Give back the full listing verbatim, apart from its images.

**The input**
+-------+

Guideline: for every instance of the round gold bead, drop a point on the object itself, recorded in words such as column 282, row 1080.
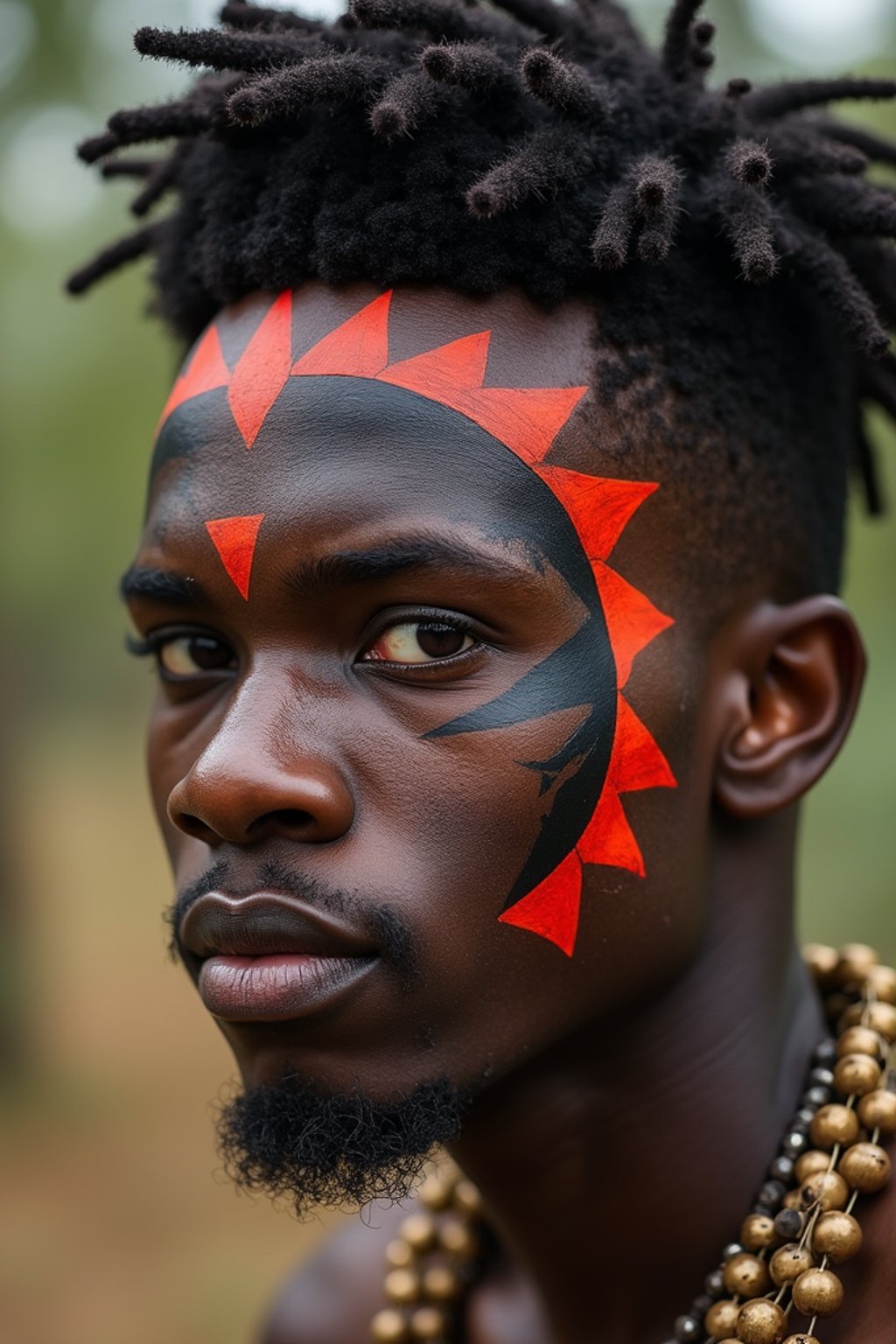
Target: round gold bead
column 835, row 1124
column 878, row 1110
column 746, row 1276
column 388, row 1326
column 818, row 1293
column 758, row 1231
column 402, row 1285
column 856, row 1075
column 722, row 1319
column 441, row 1284
column 399, row 1254
column 821, row 960
column 788, row 1263
column 858, row 1040
column 458, row 1236
column 808, row 1164
column 418, row 1231
column 434, row 1193
column 856, row 960
column 865, row 1167
column 760, row 1323
column 466, row 1198
column 427, row 1323
column 837, row 1236
column 881, row 980
column 825, row 1188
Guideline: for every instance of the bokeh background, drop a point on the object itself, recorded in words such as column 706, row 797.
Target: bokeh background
column 116, row 1223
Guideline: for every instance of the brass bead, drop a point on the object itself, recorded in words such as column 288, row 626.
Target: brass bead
column 856, row 960
column 865, row 1167
column 758, row 1231
column 458, row 1236
column 760, row 1323
column 402, row 1285
column 399, row 1254
column 746, row 1276
column 427, row 1323
column 858, row 1040
column 818, row 1293
column 722, row 1319
column 418, row 1231
column 434, row 1193
column 788, row 1263
column 825, row 1188
column 441, row 1284
column 466, row 1198
column 837, row 1236
column 881, row 980
column 856, row 1075
column 388, row 1326
column 878, row 1110
column 808, row 1164
column 821, row 960
column 835, row 1124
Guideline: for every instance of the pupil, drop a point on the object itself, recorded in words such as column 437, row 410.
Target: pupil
column 208, row 654
column 439, row 641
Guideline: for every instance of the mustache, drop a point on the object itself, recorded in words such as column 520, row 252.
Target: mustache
column 381, row 920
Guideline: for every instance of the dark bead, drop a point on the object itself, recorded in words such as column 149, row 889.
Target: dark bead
column 826, row 1051
column 788, row 1223
column 771, row 1194
column 713, row 1284
column 794, row 1144
column 782, row 1170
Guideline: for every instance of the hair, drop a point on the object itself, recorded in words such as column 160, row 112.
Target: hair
column 739, row 261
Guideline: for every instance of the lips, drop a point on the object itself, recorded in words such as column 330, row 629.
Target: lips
column 270, row 958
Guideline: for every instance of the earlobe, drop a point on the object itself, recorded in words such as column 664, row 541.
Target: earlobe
column 792, row 684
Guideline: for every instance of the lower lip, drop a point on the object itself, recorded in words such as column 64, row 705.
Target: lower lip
column 278, row 987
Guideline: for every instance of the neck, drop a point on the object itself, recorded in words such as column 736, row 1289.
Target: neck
column 615, row 1167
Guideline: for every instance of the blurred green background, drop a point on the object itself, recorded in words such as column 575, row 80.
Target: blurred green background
column 116, row 1223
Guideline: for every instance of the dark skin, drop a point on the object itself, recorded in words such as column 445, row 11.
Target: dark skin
column 639, row 1088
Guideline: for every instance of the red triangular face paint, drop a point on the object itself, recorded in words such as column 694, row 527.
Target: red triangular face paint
column 234, row 539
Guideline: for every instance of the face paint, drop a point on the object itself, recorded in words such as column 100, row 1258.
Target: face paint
column 610, row 752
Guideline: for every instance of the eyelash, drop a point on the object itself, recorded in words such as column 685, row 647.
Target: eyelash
column 152, row 644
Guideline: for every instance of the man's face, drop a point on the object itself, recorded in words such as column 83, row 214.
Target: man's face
column 387, row 712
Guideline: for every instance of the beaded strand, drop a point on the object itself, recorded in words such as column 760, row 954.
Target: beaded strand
column 802, row 1221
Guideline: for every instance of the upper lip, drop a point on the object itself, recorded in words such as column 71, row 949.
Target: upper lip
column 265, row 924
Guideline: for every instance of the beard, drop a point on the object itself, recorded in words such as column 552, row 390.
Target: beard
column 318, row 1150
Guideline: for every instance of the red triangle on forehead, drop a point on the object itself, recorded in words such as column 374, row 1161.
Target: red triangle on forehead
column 262, row 370
column 552, row 907
column 205, row 373
column 234, row 539
column 359, row 348
column 599, row 508
column 441, row 371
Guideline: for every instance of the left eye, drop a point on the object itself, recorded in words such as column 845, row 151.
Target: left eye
column 419, row 641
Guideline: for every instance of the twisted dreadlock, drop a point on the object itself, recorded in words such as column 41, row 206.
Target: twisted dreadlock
column 739, row 261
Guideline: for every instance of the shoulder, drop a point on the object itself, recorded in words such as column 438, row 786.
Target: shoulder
column 332, row 1298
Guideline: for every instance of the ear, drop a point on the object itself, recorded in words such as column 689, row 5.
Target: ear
column 790, row 691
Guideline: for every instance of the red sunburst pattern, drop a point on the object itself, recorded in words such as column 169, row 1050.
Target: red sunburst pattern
column 527, row 421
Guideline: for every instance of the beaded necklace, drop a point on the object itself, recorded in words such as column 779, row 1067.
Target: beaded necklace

+-------+

**Solution below**
Guideline: for every instance of the round gold bead, drop a point on the object itself, recorded in words such as column 282, row 1080.
Target: round gold bead
column 835, row 1124
column 878, row 1110
column 746, row 1276
column 388, row 1326
column 818, row 1293
column 758, row 1231
column 402, row 1285
column 856, row 1075
column 722, row 1319
column 441, row 1284
column 399, row 1254
column 821, row 960
column 788, row 1263
column 858, row 1040
column 458, row 1236
column 808, row 1164
column 418, row 1231
column 434, row 1193
column 856, row 960
column 865, row 1167
column 760, row 1323
column 466, row 1198
column 427, row 1323
column 837, row 1236
column 881, row 980
column 825, row 1188
Guideline: for every instance of the bokeh background, drop a point on the object itself, recorded in words such as column 706, row 797.
Target: bokeh background
column 116, row 1223
Guideline: for every instance of the brass bead, drop a point on the object itself, recorded in words such as column 288, row 626.
Target: brass bead
column 856, row 960
column 865, row 1167
column 758, row 1231
column 458, row 1236
column 760, row 1323
column 402, row 1285
column 399, row 1254
column 746, row 1276
column 427, row 1323
column 858, row 1040
column 818, row 1293
column 722, row 1319
column 418, row 1231
column 434, row 1193
column 788, row 1263
column 825, row 1188
column 441, row 1284
column 466, row 1198
column 837, row 1236
column 881, row 980
column 856, row 1075
column 388, row 1326
column 878, row 1110
column 808, row 1164
column 821, row 960
column 835, row 1124
Guideline: for every instance of the pupil, drop a point on the object itself, recorded in words such as column 437, row 410.
Target: pupil
column 208, row 654
column 439, row 641
Guideline: for every instance of the mustache, drop a point on the object itself, recorded in words such as column 520, row 252.
Target: mustache
column 381, row 920
Guideline: for every instance of the dark bead, drop a point on the object itself, recorded in words such as column 149, row 889.
Target: dark bead
column 826, row 1051
column 788, row 1223
column 771, row 1194
column 713, row 1284
column 794, row 1144
column 782, row 1170
Guideline: for every instance of the hair, drop a point on the object itself, recorded in words such as column 160, row 112.
Target: hair
column 739, row 261
Guideline: for every instance of the lips, drop a point on the object itself, recorded in words such as column 330, row 629.
Target: lips
column 270, row 958
Guideline: for every instance of the earlobe, drop a point on the object itself, recorded in words such as column 664, row 541.
Target: earlobe
column 792, row 684
Guideline: for every instance of the lower lip, drop a point on the object itself, recorded in words such as column 64, row 705.
Target: lower lip
column 278, row 987
Guideline: for every instance of the neck, drop a point on the object itself, recorded in words such as column 736, row 1289.
Target: neck
column 615, row 1167
Guideline: for every instance of the blurred green background, drop a point on the object itself, recorded in words such as column 575, row 80.
Target: blurred green background
column 116, row 1223
Guideline: for every instance of the dark skin, drop a point on the object itself, recorded in words such as column 445, row 11.
Target: dark skin
column 639, row 1088
Guideline: for every instance of the red triangular face paint, drop a point on the object itself, recorded in words such as column 694, row 527.
Target: red triangular face paint
column 234, row 539
Guideline: for every instance of the face paint, drop a point on the object itself, recorded in words such as column 100, row 1258.
Target: face paint
column 610, row 752
Guideline: for every instance of the eyelash, drop a point on the object itself, recorded in words such as column 685, row 647.
Target: eyelash
column 152, row 644
Guideline: for every instance of the man's face, drop a point on the object itself, recorded in words such as column 83, row 214.
Target: man's face
column 387, row 712
Guideline: for every instance of the beaded strand, drop a point on the object itself, recorded in words such as column 760, row 954.
Target: beaded strand
column 802, row 1221
Guideline: for every instance of the upper lip, drop a point on the object itself, recorded in words such as column 71, row 949.
Target: upper lip
column 265, row 924
Guideline: for every instance of the beard, drop a point on the object itself, recorded in words such as column 552, row 390.
Target: beard
column 318, row 1150
Guideline: for every instance of the red triangle on forehead, drop a point on the object itself, recorded in words such as column 374, row 1161.
Target: red triangle on forehead
column 262, row 370
column 552, row 907
column 205, row 373
column 234, row 539
column 359, row 348
column 599, row 508
column 441, row 371
Guideline: for every instance of the left eye, drop a point on the object itself, recorded in words such as column 845, row 151.
Target: left eye
column 419, row 641
Guideline: for every instance of the twisted dreadlock, drop a point on the object itself, recorded in words such as column 41, row 206.
Target: twisted dreadlock
column 739, row 261
Guideline: for every instance of the shoulder, drop a point on the object itself, recorded in words such as column 438, row 786.
Target: shoulder
column 332, row 1298
Guideline: for every instance of the ear, drop a point on the object itself, recorded in words such as column 689, row 5.
Target: ear
column 790, row 691
Guideline: for every instance of the red sunburst pattern, drop a point on the object itself, recorded in words such as column 169, row 1050.
Target: red sunburst pattern
column 527, row 421
Guideline: for every instance of the beaded necklace, drop a point on the object itself, recorded in words such as column 779, row 1067.
Target: beaded necklace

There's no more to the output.